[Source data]
^^^^

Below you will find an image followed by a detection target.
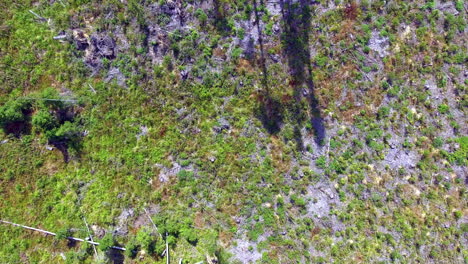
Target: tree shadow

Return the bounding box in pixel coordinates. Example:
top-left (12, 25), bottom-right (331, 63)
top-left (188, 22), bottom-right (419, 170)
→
top-left (213, 0), bottom-right (232, 34)
top-left (50, 140), bottom-right (71, 163)
top-left (253, 0), bottom-right (284, 134)
top-left (106, 248), bottom-right (124, 264)
top-left (4, 120), bottom-right (31, 137)
top-left (255, 93), bottom-right (283, 134)
top-left (2, 108), bottom-right (33, 137)
top-left (280, 0), bottom-right (326, 146)
top-left (66, 238), bottom-right (78, 248)
top-left (253, 0), bottom-right (325, 148)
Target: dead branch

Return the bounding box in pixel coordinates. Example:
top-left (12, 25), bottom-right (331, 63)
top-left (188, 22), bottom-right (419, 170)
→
top-left (82, 216), bottom-right (98, 256)
top-left (0, 220), bottom-right (126, 251)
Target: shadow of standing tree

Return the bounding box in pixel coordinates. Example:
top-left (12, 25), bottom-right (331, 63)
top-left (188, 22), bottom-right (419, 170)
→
top-left (255, 0), bottom-right (325, 147)
top-left (252, 0), bottom-right (285, 134)
top-left (280, 0), bottom-right (326, 147)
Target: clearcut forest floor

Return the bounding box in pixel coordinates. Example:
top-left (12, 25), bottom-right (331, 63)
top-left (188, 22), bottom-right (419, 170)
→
top-left (0, 0), bottom-right (467, 263)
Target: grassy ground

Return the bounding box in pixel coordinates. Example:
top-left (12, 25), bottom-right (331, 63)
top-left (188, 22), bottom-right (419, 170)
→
top-left (0, 0), bottom-right (467, 263)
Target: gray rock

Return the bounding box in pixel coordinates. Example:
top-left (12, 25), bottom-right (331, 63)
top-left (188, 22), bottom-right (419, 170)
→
top-left (105, 67), bottom-right (126, 87)
top-left (90, 34), bottom-right (116, 59)
top-left (213, 117), bottom-right (230, 133)
top-left (369, 31), bottom-right (389, 58)
top-left (242, 36), bottom-right (256, 61)
top-left (156, 162), bottom-right (181, 182)
top-left (180, 69), bottom-right (189, 80)
top-left (229, 236), bottom-right (265, 264)
top-left (160, 2), bottom-right (177, 16)
top-left (136, 126), bottom-right (149, 139)
top-left (73, 30), bottom-right (89, 50)
top-left (91, 225), bottom-right (105, 239)
top-left (270, 53), bottom-right (280, 63)
top-left (273, 24), bottom-right (280, 34)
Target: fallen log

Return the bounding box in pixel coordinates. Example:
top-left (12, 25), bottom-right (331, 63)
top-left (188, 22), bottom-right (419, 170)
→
top-left (0, 220), bottom-right (126, 251)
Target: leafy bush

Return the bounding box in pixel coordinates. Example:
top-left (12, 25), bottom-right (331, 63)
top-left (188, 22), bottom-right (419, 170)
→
top-left (55, 228), bottom-right (71, 240)
top-left (437, 104), bottom-right (449, 114)
top-left (231, 47), bottom-right (243, 60)
top-left (290, 194), bottom-right (307, 208)
top-left (38, 87), bottom-right (63, 109)
top-left (46, 121), bottom-right (80, 143)
top-left (195, 8), bottom-right (208, 25)
top-left (180, 227), bottom-right (198, 245)
top-left (432, 137), bottom-right (443, 148)
top-left (366, 128), bottom-right (383, 143)
top-left (0, 99), bottom-right (30, 128)
top-left (377, 106), bottom-right (390, 119)
top-left (455, 0), bottom-right (463, 11)
top-left (177, 169), bottom-right (194, 182)
top-left (32, 110), bottom-right (57, 132)
top-left (316, 156), bottom-right (326, 169)
top-left (315, 55), bottom-right (328, 67)
top-left (136, 229), bottom-right (156, 254)
top-left (98, 233), bottom-right (115, 251)
top-left (442, 136), bottom-right (467, 165)
top-left (125, 238), bottom-right (139, 258)
top-left (381, 81), bottom-right (390, 90)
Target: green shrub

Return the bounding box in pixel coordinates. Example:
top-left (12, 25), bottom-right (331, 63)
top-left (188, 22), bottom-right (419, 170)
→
top-left (455, 0), bottom-right (463, 11)
top-left (369, 141), bottom-right (385, 152)
top-left (387, 86), bottom-right (400, 97)
top-left (290, 194), bottom-right (306, 208)
top-left (377, 106), bottom-right (390, 119)
top-left (98, 233), bottom-right (115, 251)
top-left (454, 211), bottom-right (462, 220)
top-left (231, 47), bottom-right (243, 60)
top-left (38, 87), bottom-right (63, 109)
top-left (180, 227), bottom-right (198, 245)
top-left (329, 158), bottom-right (346, 174)
top-left (0, 99), bottom-right (30, 128)
top-left (438, 104), bottom-right (449, 114)
top-left (442, 136), bottom-right (467, 165)
top-left (32, 110), bottom-right (57, 132)
top-left (381, 81), bottom-right (390, 90)
top-left (177, 169), bottom-right (194, 182)
top-left (366, 128), bottom-right (383, 143)
top-left (390, 250), bottom-right (402, 261)
top-left (195, 8), bottom-right (208, 25)
top-left (55, 228), bottom-right (71, 240)
top-left (125, 238), bottom-right (139, 258)
top-left (315, 55), bottom-right (328, 67)
top-left (47, 121), bottom-right (79, 140)
top-left (136, 229), bottom-right (156, 254)
top-left (316, 156), bottom-right (326, 169)
top-left (432, 137), bottom-right (443, 148)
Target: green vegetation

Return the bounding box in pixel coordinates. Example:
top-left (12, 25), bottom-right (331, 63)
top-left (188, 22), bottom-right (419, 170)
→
top-left (0, 0), bottom-right (466, 263)
top-left (98, 233), bottom-right (116, 251)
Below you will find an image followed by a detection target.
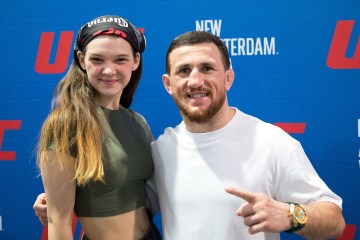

^^^^

● Task to carry out
Your task is an exact transcription of all the data, minus the pictures.

● Solution to this exercise
Below you will find an image followed by a detection target.
Target: tree shadow

Return the bounding box in pixel coordinates. Example:
top-left (12, 25), bottom-right (331, 63)
top-left (188, 22), bottom-right (419, 170)
→
top-left (213, 0), bottom-right (232, 34)
top-left (50, 140), bottom-right (71, 163)
top-left (253, 0), bottom-right (284, 134)
top-left (106, 248), bottom-right (124, 264)
top-left (4, 120), bottom-right (31, 137)
top-left (255, 93), bottom-right (283, 134)
top-left (2, 108), bottom-right (33, 137)
top-left (280, 0), bottom-right (326, 146)
top-left (66, 238), bottom-right (78, 248)
top-left (253, 0), bottom-right (325, 148)
Target: dead branch

Return the bounding box in pixel coordinates. Example:
top-left (12, 25), bottom-right (331, 63)
top-left (188, 22), bottom-right (419, 170)
→
top-left (82, 216), bottom-right (98, 256)
top-left (0, 220), bottom-right (126, 251)
Target: shadow of standing tree

Return the bounding box in pixel coordinates. Example:
top-left (12, 25), bottom-right (331, 63)
top-left (188, 22), bottom-right (419, 170)
→
top-left (255, 0), bottom-right (325, 147)
top-left (252, 0), bottom-right (285, 134)
top-left (280, 0), bottom-right (326, 147)
Target: clearcut forest floor

Return the bounding box in pixel coordinates. Example:
top-left (12, 25), bottom-right (331, 63)
top-left (188, 22), bottom-right (419, 170)
→
top-left (0, 0), bottom-right (467, 263)
Target: grassy ground

Return the bounding box in pixel coordinates. Example:
top-left (12, 25), bottom-right (331, 63)
top-left (188, 22), bottom-right (419, 170)
→
top-left (0, 0), bottom-right (467, 263)
Target: gray rock

Return the bounding box in pixel coordinates. Example:
top-left (12, 25), bottom-right (331, 63)
top-left (188, 22), bottom-right (419, 170)
→
top-left (105, 67), bottom-right (126, 87)
top-left (90, 34), bottom-right (116, 59)
top-left (213, 117), bottom-right (230, 133)
top-left (369, 31), bottom-right (389, 58)
top-left (242, 36), bottom-right (256, 61)
top-left (156, 162), bottom-right (181, 182)
top-left (180, 69), bottom-right (189, 80)
top-left (229, 236), bottom-right (265, 264)
top-left (160, 2), bottom-right (177, 16)
top-left (136, 126), bottom-right (149, 139)
top-left (73, 30), bottom-right (89, 50)
top-left (91, 225), bottom-right (105, 239)
top-left (270, 53), bottom-right (280, 63)
top-left (273, 24), bottom-right (280, 34)
Target: fallen log

Return the bounding box in pixel coordinates. Example:
top-left (12, 25), bottom-right (331, 63)
top-left (188, 22), bottom-right (419, 170)
→
top-left (0, 220), bottom-right (126, 251)
Target: leafy bush

Return the bounding box in pixel coordinates. Example:
top-left (12, 25), bottom-right (331, 63)
top-left (188, 22), bottom-right (419, 170)
→
top-left (55, 228), bottom-right (71, 240)
top-left (437, 104), bottom-right (449, 114)
top-left (231, 47), bottom-right (243, 60)
top-left (290, 194), bottom-right (307, 208)
top-left (38, 87), bottom-right (63, 109)
top-left (46, 121), bottom-right (80, 143)
top-left (195, 8), bottom-right (208, 25)
top-left (180, 227), bottom-right (198, 245)
top-left (432, 137), bottom-right (443, 148)
top-left (366, 128), bottom-right (383, 143)
top-left (0, 99), bottom-right (30, 128)
top-left (377, 106), bottom-right (390, 119)
top-left (455, 0), bottom-right (463, 11)
top-left (177, 169), bottom-right (194, 182)
top-left (32, 110), bottom-right (57, 132)
top-left (316, 156), bottom-right (326, 169)
top-left (315, 55), bottom-right (328, 67)
top-left (136, 229), bottom-right (156, 254)
top-left (98, 233), bottom-right (115, 251)
top-left (442, 136), bottom-right (467, 165)
top-left (125, 238), bottom-right (139, 258)
top-left (381, 81), bottom-right (390, 90)
Target: green shrub

Return the bounding box in pixel coordinates. Example:
top-left (12, 25), bottom-right (331, 63)
top-left (188, 22), bottom-right (419, 170)
→
top-left (455, 0), bottom-right (463, 11)
top-left (369, 141), bottom-right (385, 152)
top-left (387, 86), bottom-right (400, 97)
top-left (290, 194), bottom-right (306, 208)
top-left (377, 106), bottom-right (390, 119)
top-left (98, 233), bottom-right (115, 251)
top-left (454, 211), bottom-right (462, 220)
top-left (231, 47), bottom-right (243, 60)
top-left (38, 87), bottom-right (63, 109)
top-left (180, 227), bottom-right (198, 245)
top-left (329, 158), bottom-right (346, 174)
top-left (0, 99), bottom-right (30, 128)
top-left (438, 104), bottom-right (449, 114)
top-left (442, 136), bottom-right (467, 165)
top-left (32, 110), bottom-right (57, 132)
top-left (381, 81), bottom-right (390, 90)
top-left (177, 169), bottom-right (194, 182)
top-left (366, 128), bottom-right (383, 143)
top-left (390, 250), bottom-right (402, 261)
top-left (195, 8), bottom-right (208, 25)
top-left (55, 228), bottom-right (71, 240)
top-left (125, 238), bottom-right (139, 258)
top-left (315, 55), bottom-right (328, 67)
top-left (47, 121), bottom-right (79, 140)
top-left (136, 229), bottom-right (156, 254)
top-left (316, 156), bottom-right (326, 169)
top-left (432, 137), bottom-right (443, 148)
Target: green vegetation

Return the bounding box in pixel coordinates. Example:
top-left (12, 25), bottom-right (331, 63)
top-left (188, 22), bottom-right (419, 170)
→
top-left (0, 0), bottom-right (466, 263)
top-left (98, 233), bottom-right (116, 251)
Below you will find an image followed by a detection target.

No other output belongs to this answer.